Write out every line of the entries below as a JSON list of strings, one string per line, omitting blank lines.

──────

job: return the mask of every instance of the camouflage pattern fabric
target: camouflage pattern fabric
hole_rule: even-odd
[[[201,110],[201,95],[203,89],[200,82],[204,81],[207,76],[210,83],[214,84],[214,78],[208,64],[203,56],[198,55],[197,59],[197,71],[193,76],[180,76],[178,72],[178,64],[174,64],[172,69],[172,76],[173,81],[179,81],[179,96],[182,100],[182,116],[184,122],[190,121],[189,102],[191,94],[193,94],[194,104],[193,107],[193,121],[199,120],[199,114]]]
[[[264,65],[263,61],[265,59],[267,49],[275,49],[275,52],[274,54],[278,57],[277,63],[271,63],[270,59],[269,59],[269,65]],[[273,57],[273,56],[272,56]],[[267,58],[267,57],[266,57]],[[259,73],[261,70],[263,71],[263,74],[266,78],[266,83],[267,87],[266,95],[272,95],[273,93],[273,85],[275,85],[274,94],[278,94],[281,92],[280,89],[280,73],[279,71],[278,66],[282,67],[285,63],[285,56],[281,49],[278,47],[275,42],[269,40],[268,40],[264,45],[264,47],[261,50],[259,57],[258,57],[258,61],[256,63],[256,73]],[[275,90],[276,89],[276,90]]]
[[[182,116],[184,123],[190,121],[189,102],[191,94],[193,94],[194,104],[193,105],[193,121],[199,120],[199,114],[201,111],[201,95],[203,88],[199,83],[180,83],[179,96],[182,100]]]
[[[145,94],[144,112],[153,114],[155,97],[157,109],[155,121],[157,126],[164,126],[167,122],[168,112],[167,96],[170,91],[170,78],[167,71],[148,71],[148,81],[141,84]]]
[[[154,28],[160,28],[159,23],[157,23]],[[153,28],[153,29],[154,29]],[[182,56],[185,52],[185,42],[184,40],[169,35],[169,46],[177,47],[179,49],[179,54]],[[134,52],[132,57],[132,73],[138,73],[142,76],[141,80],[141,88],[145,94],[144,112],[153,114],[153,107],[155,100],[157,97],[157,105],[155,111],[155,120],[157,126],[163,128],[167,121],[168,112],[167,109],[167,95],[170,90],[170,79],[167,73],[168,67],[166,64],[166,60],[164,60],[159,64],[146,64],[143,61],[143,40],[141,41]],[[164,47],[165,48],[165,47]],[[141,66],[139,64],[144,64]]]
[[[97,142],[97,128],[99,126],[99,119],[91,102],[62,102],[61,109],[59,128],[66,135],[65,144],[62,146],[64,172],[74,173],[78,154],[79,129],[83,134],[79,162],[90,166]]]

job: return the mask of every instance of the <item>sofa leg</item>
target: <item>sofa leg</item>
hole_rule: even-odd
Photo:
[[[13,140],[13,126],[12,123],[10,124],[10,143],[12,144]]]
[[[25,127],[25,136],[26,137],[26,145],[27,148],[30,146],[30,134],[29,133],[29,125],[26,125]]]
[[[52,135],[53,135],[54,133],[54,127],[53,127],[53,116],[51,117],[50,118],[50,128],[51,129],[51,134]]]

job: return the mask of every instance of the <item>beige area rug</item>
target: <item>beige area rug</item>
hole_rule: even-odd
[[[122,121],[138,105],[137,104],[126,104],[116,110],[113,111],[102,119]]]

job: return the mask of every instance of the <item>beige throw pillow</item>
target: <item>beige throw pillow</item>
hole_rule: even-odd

──────

**Reply to the exercise:**
[
  "job: return the mask of every instance of the camouflage pattern fabric",
  "target: camouflage pattern fabric",
  "hole_rule: even-odd",
  "[[[201,110],[201,95],[203,89],[200,82],[204,81],[207,76],[210,83],[214,84],[214,78],[208,64],[203,56],[198,55],[197,59],[197,71],[193,76],[180,76],[178,72],[178,64],[174,64],[172,69],[172,76],[173,81],[179,81],[179,96],[182,100],[182,116],[184,122],[190,121],[189,102],[191,94],[193,94],[194,104],[193,107],[193,121],[199,120],[199,114]]]",
  "[[[264,65],[263,61],[265,59],[267,49],[275,49],[275,52],[274,54],[278,57],[277,63],[271,63],[270,59],[269,59],[269,65]],[[273,57],[273,56],[272,56]],[[267,58],[267,57],[266,57]],[[259,73],[261,70],[263,71],[263,74],[266,78],[266,83],[267,87],[266,95],[272,95],[273,93],[273,85],[275,85],[274,94],[278,94],[281,92],[280,89],[280,73],[279,71],[278,66],[282,67],[285,63],[285,56],[281,49],[278,47],[275,42],[269,40],[268,40],[264,45],[264,47],[261,50],[259,57],[258,57],[258,61],[256,63],[256,73]],[[275,90],[276,89],[276,90]]]",
  "[[[182,116],[184,123],[190,121],[189,102],[191,94],[193,94],[194,104],[193,105],[193,121],[199,120],[199,114],[201,111],[201,95],[203,88],[199,83],[180,83],[179,96],[182,100]]]",
  "[[[145,94],[144,112],[153,114],[155,97],[157,109],[155,121],[157,126],[164,126],[167,122],[168,112],[167,96],[170,91],[170,78],[167,71],[148,71],[148,81],[141,84]]]",
  "[[[154,28],[160,28],[159,23],[157,23]],[[153,28],[153,29],[154,29]],[[182,56],[185,52],[185,42],[184,40],[169,35],[169,46],[177,47],[179,49],[179,54]],[[134,52],[132,57],[132,73],[138,73],[142,76],[141,80],[141,88],[145,94],[144,112],[153,114],[153,107],[155,100],[157,97],[157,105],[155,111],[155,120],[157,126],[163,128],[167,121],[168,112],[167,109],[167,95],[170,90],[170,79],[167,73],[168,67],[166,64],[166,60],[164,60],[159,64],[146,64],[143,61],[143,40],[141,41]],[[164,47],[165,48],[165,47]],[[141,66],[139,64],[144,64]]]",
  "[[[97,142],[97,128],[99,126],[99,119],[91,102],[62,102],[61,109],[59,128],[66,135],[65,144],[62,146],[64,172],[74,173],[78,154],[79,129],[83,134],[79,162],[90,166]]]",
  "job: return the mask of every instance of the <item>sofa leg</item>",
  "target: <item>sofa leg</item>",
  "hole_rule: even-odd",
  "Photo:",
  "[[[13,140],[13,126],[12,123],[10,124],[10,143],[12,144]]]",
  "[[[25,127],[25,136],[26,137],[26,145],[27,148],[30,146],[30,134],[29,133],[29,125],[26,125]]]",
  "[[[52,135],[53,135],[54,133],[54,127],[53,127],[53,116],[51,117],[50,118],[50,128],[51,129],[51,134]]]",
  "job: return the mask of every instance of the <item>beige area rug</item>",
  "target: <item>beige area rug</item>",
  "hole_rule: even-odd",
  "[[[122,121],[138,105],[137,104],[126,104],[116,110],[113,111],[102,119]]]",
  "job: return the mask of every instance of the <item>beige throw pillow</item>",
  "target: <item>beige throw pillow</item>",
  "hole_rule: even-odd"
]